Exactly, ask anyone in a job for the money how their week was.

Not saying nursing is stress free, or every nurse is bad, but like tech companies in 2021, it's full of directionless people who pushed through the cert program to get paid $50/hr with $100/hr weekend shifts and be disgruntled with you that you are making them do work.

The disillusionment comes from hospital admins constantly squeezing blood from a stone.

Patient populations are up, nursing FTEs down. Support staff down.

And those Admin Idiots never cut staff in Admin, it's always the Nurses and Doctors who get the pressure

What an arrogant comment.

Nursing is one of the most physically and mentally demanding jobs I know of, at least in Germany.

And I bet 80% of the Techbros here wouldn't last a month in it, given how many lost their minds over a simple RTO-Mandate.

Maybe watch the movie "Late Shift" to get an idea of how a Workday is https://m.youtube.com/watch?v=C7o-omvW_DI

I doubt that "directionless" people would put up with those working conditions, and many leave the sector after a few years, simply because they burn out. Nearly no one works 100% long-term, just because it's too much too.

• _TASK LIST_:
1. In the nursing discussion, copy the passage from "Not saying nursing" up to and including "from a stone.".
2. According to the nursing discussion, where does nurses' disillusionment come from? Answer in one to three sentences.

• _DATA FOR REVIEW_:
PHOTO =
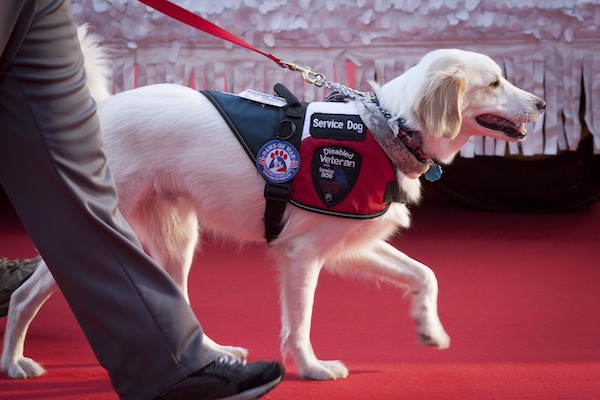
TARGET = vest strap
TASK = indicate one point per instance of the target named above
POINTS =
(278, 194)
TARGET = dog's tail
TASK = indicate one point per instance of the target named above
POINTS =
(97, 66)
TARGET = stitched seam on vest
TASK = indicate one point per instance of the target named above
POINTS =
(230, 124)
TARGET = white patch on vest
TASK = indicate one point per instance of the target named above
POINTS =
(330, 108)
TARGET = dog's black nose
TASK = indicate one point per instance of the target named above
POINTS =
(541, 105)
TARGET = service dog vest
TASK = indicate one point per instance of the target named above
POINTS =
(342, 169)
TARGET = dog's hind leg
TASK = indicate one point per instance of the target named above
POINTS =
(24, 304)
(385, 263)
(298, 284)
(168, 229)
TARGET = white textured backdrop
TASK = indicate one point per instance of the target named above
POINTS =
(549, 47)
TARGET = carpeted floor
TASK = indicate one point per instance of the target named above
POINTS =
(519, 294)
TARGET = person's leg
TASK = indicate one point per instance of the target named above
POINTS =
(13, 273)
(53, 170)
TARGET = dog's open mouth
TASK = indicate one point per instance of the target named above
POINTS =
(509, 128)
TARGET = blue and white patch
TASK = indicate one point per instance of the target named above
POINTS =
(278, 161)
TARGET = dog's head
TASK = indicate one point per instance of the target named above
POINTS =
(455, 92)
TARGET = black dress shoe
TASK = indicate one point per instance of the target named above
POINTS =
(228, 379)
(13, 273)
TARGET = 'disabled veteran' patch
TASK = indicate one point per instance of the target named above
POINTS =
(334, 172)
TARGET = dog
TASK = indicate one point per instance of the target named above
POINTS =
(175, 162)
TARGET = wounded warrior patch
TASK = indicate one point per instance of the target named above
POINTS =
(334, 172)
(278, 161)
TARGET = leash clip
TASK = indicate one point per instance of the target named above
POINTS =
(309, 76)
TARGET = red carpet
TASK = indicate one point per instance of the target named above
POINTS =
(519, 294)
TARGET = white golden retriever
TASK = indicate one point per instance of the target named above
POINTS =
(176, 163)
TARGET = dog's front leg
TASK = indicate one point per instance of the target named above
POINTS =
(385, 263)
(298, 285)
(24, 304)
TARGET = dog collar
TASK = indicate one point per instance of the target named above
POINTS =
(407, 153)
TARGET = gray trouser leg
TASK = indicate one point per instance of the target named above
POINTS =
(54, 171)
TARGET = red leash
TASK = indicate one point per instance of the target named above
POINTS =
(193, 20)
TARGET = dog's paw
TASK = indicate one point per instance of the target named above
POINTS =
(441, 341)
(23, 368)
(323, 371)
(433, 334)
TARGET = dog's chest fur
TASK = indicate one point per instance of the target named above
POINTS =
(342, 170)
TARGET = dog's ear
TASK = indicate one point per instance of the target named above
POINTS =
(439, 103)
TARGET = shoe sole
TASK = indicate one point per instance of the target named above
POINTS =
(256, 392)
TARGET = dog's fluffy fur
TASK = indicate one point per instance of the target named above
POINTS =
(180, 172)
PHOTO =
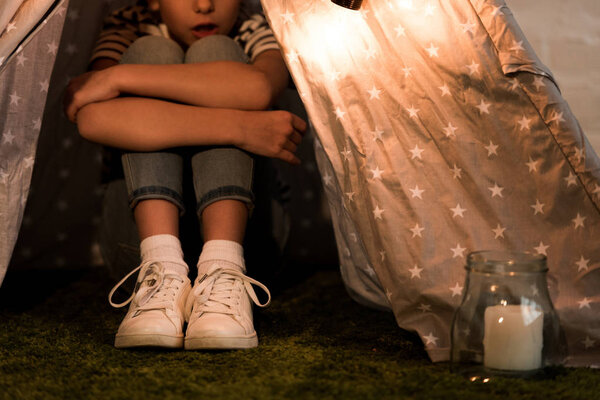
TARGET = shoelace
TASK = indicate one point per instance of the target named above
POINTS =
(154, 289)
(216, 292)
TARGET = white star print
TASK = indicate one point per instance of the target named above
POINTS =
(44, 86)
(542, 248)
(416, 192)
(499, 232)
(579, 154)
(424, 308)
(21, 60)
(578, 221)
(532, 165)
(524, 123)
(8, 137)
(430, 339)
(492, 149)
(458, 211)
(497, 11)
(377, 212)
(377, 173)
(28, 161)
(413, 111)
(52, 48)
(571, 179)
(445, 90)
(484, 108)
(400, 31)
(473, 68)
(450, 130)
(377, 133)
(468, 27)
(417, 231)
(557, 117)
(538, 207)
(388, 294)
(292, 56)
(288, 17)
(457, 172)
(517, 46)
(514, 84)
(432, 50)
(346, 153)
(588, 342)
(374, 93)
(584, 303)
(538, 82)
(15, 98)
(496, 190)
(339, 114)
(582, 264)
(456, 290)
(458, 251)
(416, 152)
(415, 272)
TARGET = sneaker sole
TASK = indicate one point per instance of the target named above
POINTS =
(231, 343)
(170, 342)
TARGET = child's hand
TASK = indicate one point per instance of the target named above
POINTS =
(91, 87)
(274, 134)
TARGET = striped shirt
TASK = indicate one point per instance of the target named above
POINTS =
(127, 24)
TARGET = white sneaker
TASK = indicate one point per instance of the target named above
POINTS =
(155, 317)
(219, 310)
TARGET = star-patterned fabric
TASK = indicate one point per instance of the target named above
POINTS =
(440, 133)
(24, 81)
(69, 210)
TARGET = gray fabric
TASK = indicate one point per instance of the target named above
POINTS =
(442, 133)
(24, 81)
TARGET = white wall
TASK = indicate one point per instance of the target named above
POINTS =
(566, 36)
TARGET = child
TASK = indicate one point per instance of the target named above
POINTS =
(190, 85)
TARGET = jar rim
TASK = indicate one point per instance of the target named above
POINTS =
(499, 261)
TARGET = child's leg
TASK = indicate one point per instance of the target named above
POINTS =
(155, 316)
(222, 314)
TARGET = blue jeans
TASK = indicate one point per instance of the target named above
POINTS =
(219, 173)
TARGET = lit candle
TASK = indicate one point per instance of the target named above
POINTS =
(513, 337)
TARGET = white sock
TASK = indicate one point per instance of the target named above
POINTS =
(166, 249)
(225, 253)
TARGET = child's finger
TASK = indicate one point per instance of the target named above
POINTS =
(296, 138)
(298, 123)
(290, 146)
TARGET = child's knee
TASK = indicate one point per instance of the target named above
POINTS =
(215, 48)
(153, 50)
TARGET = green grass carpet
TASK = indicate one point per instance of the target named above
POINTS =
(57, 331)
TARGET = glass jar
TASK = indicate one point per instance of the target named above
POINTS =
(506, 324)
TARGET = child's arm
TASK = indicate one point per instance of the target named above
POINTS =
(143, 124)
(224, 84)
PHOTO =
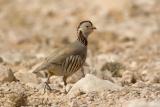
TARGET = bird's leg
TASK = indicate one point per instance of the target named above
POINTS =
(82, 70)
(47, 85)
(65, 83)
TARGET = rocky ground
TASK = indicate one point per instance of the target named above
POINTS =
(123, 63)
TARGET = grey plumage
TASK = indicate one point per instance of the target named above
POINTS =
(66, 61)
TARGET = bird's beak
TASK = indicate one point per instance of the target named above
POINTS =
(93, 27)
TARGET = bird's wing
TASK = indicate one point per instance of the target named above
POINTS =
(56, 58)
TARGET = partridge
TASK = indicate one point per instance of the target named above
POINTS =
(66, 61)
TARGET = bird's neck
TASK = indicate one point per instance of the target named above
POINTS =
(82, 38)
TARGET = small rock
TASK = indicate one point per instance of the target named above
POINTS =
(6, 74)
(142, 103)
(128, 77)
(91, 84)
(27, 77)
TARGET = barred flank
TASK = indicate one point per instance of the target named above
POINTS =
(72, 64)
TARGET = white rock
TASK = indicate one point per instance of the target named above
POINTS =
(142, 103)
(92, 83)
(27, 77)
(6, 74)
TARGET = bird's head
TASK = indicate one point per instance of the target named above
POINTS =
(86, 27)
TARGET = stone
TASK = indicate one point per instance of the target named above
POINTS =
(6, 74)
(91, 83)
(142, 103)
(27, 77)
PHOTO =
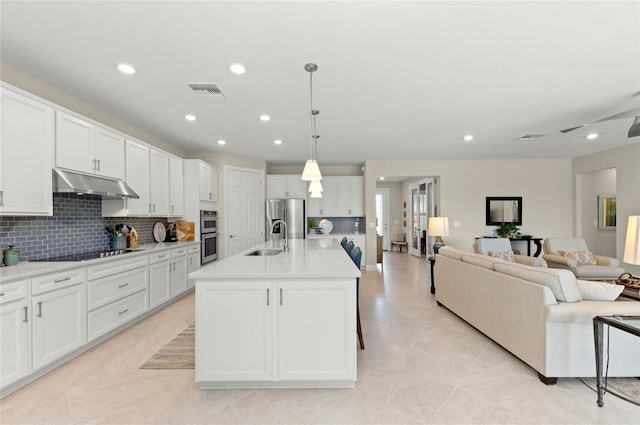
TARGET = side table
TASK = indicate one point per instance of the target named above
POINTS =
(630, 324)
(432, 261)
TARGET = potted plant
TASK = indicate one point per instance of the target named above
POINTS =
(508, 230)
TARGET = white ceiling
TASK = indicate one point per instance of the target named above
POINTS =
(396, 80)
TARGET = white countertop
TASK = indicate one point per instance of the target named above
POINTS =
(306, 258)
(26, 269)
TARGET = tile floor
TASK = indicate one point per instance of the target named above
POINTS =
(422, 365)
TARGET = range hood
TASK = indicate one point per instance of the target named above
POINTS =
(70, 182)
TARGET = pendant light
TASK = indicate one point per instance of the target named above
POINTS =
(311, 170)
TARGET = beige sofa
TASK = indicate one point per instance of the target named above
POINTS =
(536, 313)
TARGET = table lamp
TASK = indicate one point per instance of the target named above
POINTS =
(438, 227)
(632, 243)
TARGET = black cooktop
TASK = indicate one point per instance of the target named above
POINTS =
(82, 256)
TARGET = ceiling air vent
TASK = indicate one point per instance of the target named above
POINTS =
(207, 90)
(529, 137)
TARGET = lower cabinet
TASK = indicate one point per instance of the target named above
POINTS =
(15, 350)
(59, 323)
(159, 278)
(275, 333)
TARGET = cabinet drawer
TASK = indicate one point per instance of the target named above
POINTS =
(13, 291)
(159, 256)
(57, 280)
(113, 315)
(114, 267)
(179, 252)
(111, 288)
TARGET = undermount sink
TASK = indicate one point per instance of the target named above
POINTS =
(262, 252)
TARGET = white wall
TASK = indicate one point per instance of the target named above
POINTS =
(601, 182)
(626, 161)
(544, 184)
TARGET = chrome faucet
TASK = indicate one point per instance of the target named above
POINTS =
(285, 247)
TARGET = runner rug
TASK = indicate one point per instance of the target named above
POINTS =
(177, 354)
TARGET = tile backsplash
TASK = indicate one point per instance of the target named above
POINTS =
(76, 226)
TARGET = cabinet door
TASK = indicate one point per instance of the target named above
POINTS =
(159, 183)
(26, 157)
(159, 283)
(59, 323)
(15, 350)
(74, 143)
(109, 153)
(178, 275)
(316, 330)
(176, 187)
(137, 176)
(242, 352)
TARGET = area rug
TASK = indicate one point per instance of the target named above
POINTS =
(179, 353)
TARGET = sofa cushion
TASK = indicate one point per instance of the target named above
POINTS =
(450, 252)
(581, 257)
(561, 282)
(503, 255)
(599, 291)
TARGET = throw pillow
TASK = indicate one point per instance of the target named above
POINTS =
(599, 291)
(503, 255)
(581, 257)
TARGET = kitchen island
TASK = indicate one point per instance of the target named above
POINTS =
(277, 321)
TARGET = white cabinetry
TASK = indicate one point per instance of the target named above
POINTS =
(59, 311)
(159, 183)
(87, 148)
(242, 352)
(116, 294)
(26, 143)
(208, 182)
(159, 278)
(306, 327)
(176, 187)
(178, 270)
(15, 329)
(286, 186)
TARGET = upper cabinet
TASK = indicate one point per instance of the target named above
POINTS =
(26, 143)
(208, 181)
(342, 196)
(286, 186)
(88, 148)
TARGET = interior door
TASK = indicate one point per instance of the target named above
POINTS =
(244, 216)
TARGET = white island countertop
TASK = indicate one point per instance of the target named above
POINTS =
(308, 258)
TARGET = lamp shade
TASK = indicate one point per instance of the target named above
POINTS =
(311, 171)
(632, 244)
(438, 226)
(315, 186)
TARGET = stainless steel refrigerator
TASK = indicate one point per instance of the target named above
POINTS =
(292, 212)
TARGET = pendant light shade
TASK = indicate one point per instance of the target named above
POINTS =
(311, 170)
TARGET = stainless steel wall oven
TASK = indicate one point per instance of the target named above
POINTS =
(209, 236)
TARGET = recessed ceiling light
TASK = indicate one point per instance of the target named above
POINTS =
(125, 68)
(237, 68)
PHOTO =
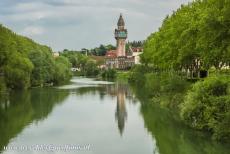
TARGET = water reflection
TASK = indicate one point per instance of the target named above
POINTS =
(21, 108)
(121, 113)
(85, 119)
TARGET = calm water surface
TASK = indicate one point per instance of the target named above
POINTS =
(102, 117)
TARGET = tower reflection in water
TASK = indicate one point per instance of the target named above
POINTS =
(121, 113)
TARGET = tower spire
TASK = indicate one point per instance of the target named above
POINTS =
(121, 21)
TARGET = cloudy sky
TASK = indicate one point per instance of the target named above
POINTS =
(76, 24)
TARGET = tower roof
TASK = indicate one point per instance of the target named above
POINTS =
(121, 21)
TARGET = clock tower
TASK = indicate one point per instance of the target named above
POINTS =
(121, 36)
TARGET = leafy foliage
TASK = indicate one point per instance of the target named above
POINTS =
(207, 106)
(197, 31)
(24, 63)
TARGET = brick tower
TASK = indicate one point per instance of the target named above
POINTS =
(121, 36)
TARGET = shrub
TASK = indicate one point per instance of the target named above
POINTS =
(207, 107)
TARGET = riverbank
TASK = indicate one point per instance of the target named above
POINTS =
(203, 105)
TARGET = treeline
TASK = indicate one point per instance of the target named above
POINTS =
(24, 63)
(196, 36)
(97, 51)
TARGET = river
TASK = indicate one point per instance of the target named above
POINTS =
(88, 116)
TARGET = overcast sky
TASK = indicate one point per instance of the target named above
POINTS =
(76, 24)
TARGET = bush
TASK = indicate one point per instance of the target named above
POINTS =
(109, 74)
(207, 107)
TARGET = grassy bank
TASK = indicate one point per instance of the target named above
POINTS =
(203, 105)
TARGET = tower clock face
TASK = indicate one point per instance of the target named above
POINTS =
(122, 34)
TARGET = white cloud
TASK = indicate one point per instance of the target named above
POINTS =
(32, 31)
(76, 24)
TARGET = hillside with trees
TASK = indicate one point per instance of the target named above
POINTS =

• _ANSWERS FOR EACH ITEM_:
1.
Not saying nursing is stress free, or every nurse is bad, but like tech companies in 2021, it's full of directionless people who pushed through the cert program to get paid $50/hr with $100/hr weekend shifts and be disgruntled with you that you are making them do work.

The disillusionment comes from hospital admins constantly squeezing blood from a stone.

2. It comes from hospital admins constantly squeezing blood from a stone: patient populations are up while nursing FTEs and support staff are down. Admins never cut staff in admin, so the pressure always falls on nurses and doctors.